▶ _Stated goal_
Could you reproduce, word for word, the stretch of the Django-to-MongoDB thread below that opens with the words "There's no reason" and closes with "a Mongo paradigm."?

Converting Django project from MySQL to Mongo, any major pitfalls?

I want to try Mongodb w/ mongoengine. I'm new to Django and databases and I'm having a fit with Foreign Keys, Joins, Circular Imports (you name it). I know I could eventually work through these issues but Mongo just seems like a simpler solution for what I am doing. My question is I'm using a lot of pluggable apps (Imagekit, Haystack, Registration, etc) and wanted to know if these apps will continue to work if I make the switch. Are there any known headaches that I will encounter, if so I might just keep banging my head with MySQL.

There's no reason why you can't use one of the standard RDBMSs for all the standard Django apps, and then Mongo for your app. You'll just have to replace all the standard ways of processing things from the Django ORM with doing it the Mongo way.
So you can keep urls.py and its neat pattern matching, views will still get parameters, and templates can still take objects.
You'll lose querysets because I suspect they are too closely tied to the RDBMS models - but they are just lazily evaluated lists really. Just ignore the Django docs on writing models.py and code up your database business logic in a Mongo paradigm.
Oh, and you won't have the Django Admin interface for easy access to your data.

You might want to check out django-nonrel, which is a young but promising attempt at a NoSQL backend for Django. Documentation is lacking at the moment, but it works great if you just work it out.

▶ _Data_
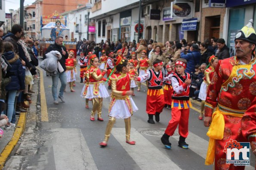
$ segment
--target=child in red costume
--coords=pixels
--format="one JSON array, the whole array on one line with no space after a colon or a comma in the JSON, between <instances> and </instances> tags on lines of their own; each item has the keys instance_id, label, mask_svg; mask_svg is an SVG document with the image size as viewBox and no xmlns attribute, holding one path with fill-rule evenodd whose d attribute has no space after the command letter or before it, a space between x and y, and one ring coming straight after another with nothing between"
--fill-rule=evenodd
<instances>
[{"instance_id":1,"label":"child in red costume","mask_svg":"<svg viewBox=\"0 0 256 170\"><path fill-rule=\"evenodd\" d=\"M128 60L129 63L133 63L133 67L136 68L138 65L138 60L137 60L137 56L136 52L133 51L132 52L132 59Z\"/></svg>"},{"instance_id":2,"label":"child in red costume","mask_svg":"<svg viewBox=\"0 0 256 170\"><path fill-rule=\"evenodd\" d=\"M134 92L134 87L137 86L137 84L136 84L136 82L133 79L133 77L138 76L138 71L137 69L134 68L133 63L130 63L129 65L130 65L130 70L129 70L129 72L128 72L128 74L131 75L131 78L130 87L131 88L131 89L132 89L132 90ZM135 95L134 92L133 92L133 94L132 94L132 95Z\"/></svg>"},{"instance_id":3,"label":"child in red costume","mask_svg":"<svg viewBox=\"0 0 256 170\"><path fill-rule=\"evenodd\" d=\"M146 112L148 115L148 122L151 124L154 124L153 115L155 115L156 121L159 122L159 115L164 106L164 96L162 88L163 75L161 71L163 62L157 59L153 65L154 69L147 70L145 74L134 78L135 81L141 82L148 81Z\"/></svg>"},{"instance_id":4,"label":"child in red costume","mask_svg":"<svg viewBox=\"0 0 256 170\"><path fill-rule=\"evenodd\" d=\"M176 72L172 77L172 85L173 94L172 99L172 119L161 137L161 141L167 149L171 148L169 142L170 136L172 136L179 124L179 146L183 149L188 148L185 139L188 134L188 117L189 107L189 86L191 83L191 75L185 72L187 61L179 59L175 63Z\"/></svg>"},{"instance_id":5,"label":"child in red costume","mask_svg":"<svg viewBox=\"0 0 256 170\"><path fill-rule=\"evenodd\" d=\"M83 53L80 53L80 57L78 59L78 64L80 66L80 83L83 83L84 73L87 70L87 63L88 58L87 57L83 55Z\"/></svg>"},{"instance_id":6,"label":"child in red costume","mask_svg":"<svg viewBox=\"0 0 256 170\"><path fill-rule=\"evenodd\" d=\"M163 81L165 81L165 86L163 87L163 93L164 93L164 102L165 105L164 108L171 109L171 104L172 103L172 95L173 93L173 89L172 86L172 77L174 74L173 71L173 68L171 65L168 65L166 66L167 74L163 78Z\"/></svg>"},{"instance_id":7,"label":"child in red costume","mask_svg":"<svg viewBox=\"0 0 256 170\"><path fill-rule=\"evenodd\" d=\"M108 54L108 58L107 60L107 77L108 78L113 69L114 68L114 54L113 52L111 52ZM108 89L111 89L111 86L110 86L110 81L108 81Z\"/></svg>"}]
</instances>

▶ _The answer_
There's no reason why you can't use one of the standard RDBMSs for all the standard Django apps, and then Mongo for your app. You'll just have to replace all the standard ways of processing things from the Django ORM with doing it the Mongo way.
So you can keep urls.py and its neat pattern matching, views will still get parameters, and templates can still take objects.
You'll lose querysets because I suspect they are too closely tied to the RDBMS models - but they are just lazily evaluated lists really. Just ignore the Django docs on writing models.py and code up your database business logic in a Mongo paradigm.